EXERCISE AIM:
Would you copy only the lines below, beginning with the one that contains "q=bush&mode=box" and running through the last entry line?

INPUT RECORDS:

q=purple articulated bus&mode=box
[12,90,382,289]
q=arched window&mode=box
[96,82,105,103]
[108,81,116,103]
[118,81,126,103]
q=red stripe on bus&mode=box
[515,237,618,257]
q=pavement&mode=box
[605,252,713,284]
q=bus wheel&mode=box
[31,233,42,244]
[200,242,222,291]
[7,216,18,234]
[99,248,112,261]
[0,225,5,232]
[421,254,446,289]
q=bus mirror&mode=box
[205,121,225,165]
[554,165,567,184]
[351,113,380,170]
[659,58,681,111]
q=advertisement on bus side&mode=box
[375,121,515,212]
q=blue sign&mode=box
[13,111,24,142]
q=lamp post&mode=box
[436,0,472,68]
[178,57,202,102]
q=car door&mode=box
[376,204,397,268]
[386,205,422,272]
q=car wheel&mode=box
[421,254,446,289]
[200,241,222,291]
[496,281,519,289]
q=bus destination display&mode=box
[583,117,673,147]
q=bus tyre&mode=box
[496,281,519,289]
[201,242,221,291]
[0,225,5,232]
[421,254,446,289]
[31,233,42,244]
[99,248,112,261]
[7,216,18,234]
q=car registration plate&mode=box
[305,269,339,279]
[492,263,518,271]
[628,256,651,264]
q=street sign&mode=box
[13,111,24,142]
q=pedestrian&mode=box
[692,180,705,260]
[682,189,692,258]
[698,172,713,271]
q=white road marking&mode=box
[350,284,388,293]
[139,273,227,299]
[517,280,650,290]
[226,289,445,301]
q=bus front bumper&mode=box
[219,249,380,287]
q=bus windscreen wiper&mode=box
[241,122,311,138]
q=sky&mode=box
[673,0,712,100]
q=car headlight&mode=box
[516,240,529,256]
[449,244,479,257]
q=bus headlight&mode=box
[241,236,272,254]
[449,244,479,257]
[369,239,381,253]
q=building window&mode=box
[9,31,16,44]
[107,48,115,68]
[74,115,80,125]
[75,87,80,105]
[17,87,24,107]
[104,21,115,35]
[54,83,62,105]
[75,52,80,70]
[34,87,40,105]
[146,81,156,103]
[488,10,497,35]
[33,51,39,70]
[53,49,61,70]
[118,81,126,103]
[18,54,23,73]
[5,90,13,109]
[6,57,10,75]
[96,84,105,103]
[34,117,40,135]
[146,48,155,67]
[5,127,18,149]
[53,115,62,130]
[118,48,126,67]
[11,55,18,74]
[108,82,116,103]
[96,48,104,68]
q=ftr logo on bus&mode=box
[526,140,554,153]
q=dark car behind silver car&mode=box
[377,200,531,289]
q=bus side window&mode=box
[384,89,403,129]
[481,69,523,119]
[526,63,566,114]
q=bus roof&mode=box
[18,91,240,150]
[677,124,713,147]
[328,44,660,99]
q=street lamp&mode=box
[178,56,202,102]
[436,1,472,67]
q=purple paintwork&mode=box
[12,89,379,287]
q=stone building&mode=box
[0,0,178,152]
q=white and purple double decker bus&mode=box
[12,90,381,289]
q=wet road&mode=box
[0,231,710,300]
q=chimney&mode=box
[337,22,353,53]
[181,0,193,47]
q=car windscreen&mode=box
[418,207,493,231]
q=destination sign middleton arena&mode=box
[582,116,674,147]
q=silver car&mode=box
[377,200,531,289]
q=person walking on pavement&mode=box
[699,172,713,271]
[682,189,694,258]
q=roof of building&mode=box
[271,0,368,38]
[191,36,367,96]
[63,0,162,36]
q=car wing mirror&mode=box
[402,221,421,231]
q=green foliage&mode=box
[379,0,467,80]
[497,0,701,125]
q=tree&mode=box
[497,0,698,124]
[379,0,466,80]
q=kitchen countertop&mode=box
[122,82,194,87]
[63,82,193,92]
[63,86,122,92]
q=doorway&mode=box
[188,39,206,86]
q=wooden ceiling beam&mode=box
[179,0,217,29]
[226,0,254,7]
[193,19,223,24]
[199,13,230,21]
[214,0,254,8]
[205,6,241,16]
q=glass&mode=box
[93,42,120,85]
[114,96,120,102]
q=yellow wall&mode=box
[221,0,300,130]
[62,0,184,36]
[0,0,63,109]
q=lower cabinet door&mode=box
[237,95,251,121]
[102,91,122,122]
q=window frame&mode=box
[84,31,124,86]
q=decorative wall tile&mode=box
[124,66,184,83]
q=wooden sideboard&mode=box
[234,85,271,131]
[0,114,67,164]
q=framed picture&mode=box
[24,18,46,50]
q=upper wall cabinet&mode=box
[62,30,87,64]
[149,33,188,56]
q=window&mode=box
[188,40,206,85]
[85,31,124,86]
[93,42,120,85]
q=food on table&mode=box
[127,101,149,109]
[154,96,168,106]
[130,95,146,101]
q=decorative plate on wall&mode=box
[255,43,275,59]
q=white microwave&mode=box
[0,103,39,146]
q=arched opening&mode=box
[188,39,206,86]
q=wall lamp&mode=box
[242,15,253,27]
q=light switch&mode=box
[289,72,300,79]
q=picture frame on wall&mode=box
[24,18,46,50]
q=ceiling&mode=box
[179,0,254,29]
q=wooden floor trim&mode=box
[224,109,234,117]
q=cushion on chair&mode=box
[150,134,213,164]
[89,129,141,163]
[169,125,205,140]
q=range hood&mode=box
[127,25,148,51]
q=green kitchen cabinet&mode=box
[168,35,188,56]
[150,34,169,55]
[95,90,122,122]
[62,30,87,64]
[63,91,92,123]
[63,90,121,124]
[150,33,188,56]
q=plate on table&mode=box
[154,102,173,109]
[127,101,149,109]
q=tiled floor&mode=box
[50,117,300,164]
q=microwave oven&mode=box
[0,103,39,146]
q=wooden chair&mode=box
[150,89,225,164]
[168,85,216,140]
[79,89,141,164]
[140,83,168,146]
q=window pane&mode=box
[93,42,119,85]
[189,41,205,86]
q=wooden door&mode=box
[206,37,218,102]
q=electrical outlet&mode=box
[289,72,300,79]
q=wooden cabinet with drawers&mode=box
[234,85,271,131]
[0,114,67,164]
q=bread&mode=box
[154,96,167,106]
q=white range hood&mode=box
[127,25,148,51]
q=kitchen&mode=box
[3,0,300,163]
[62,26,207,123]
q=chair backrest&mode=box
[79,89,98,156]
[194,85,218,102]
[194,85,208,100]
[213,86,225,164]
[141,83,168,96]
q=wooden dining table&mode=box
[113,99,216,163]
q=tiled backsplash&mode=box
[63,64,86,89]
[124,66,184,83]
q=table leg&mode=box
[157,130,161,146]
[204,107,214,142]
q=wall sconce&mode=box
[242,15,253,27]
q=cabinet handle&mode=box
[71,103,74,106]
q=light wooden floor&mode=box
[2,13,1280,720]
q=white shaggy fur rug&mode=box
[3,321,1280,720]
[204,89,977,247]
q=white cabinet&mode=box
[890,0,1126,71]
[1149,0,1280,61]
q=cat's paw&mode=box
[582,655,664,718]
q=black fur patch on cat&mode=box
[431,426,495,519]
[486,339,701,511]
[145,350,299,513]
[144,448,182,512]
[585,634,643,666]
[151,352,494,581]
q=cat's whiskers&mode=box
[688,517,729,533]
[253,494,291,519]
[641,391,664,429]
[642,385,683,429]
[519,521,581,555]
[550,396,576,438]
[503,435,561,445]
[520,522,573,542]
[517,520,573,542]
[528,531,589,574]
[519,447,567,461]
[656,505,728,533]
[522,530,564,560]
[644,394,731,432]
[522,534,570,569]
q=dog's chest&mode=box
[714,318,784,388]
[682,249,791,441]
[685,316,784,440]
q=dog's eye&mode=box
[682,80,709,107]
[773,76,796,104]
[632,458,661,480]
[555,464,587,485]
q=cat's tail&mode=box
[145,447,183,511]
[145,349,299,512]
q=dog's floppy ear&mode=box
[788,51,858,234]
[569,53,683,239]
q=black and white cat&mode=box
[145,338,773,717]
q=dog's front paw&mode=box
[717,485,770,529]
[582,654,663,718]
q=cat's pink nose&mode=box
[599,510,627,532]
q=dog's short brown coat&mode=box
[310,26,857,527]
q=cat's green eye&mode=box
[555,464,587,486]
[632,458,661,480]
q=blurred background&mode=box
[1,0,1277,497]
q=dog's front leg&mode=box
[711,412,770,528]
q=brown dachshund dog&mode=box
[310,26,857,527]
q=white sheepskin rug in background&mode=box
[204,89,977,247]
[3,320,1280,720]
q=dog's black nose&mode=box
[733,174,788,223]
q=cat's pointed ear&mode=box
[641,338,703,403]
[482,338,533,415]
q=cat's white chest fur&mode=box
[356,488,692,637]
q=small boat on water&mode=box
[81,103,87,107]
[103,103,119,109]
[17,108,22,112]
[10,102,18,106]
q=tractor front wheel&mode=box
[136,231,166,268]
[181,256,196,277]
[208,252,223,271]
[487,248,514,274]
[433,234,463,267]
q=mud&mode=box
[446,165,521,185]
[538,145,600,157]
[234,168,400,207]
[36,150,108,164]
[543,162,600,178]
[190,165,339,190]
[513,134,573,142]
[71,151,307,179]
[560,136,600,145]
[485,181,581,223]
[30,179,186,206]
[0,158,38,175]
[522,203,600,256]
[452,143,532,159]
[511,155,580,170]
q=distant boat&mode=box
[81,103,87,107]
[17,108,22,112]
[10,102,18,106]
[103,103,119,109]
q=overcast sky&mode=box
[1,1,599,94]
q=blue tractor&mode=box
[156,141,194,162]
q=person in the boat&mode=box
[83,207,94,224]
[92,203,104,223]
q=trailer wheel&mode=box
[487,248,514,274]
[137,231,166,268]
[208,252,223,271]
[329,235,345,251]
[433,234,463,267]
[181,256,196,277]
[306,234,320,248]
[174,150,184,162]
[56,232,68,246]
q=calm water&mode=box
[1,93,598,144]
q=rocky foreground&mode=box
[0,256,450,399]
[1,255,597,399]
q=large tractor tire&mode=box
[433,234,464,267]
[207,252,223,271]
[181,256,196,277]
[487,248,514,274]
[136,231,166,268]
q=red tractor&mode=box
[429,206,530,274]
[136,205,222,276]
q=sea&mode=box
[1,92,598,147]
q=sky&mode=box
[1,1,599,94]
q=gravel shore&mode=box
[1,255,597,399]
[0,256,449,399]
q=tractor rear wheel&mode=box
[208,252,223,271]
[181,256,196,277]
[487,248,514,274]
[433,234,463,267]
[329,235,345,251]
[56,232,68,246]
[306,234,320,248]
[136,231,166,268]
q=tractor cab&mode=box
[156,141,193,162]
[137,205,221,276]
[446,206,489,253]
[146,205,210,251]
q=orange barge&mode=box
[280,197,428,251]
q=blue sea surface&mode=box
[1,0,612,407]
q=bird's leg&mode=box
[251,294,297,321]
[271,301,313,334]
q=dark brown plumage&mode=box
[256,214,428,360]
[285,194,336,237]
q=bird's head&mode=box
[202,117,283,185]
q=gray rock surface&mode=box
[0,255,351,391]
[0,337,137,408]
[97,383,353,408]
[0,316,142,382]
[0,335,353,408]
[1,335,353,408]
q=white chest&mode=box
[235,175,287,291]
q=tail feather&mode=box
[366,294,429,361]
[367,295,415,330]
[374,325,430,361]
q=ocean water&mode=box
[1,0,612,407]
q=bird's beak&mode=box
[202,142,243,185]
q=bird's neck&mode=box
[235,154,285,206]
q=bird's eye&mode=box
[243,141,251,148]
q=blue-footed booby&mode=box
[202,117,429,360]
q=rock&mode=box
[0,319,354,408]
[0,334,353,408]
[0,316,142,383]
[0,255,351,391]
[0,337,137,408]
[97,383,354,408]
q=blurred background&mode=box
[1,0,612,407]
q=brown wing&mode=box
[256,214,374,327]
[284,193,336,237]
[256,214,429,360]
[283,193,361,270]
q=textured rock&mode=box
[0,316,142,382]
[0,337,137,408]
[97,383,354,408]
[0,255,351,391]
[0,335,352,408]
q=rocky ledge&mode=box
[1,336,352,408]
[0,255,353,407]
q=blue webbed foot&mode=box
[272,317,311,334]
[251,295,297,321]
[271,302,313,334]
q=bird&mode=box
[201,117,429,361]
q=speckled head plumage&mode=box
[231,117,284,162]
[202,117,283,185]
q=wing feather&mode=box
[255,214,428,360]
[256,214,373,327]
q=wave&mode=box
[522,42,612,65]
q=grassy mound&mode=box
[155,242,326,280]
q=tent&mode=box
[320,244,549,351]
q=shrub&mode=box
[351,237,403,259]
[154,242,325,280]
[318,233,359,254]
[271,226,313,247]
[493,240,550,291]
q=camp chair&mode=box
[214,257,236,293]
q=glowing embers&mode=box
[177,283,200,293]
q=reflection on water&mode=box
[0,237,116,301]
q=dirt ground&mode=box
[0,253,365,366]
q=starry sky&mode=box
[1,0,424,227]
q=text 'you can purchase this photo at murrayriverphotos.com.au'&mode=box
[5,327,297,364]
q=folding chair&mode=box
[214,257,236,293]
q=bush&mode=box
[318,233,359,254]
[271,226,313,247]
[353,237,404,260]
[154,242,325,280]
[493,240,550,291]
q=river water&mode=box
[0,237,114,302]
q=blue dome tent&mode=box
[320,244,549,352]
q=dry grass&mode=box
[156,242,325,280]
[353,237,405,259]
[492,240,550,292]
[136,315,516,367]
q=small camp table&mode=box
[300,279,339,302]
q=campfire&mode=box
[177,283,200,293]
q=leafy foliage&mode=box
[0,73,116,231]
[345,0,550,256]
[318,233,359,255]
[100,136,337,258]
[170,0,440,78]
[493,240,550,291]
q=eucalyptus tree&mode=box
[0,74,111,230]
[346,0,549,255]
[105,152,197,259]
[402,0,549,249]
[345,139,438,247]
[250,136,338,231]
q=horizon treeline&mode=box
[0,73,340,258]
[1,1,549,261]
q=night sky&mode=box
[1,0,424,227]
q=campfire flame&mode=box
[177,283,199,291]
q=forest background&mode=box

SOLUTION:
q=bush&mode=box
[318,233,359,254]
[271,226,313,247]
[353,237,404,260]
[154,242,325,280]
[493,240,550,291]
q=river water&mode=box
[0,237,114,302]
q=blue dome tent&mode=box
[320,244,549,352]
q=dry grass&mode=box
[156,242,325,280]
[353,237,405,259]
[492,240,550,292]
[136,315,516,367]
q=small camp table&mode=box
[300,279,339,302]
q=campfire&mode=box
[177,283,200,293]
q=leafy foliage&mode=box
[0,73,116,231]
[345,0,550,256]
[318,233,359,255]
[100,136,337,258]
[170,0,440,78]
[493,240,550,291]
q=eucalyptus tree&mode=box
[0,74,111,230]
[346,0,549,255]
[105,152,197,259]
[402,0,549,249]
[345,139,438,247]
[250,136,338,231]
q=horizon treeline&mode=box
[0,73,340,258]
[1,1,549,261]
q=night sky&mode=box
[1,0,424,227]
q=campfire flame&mode=box
[177,283,199,291]
q=forest background&mode=box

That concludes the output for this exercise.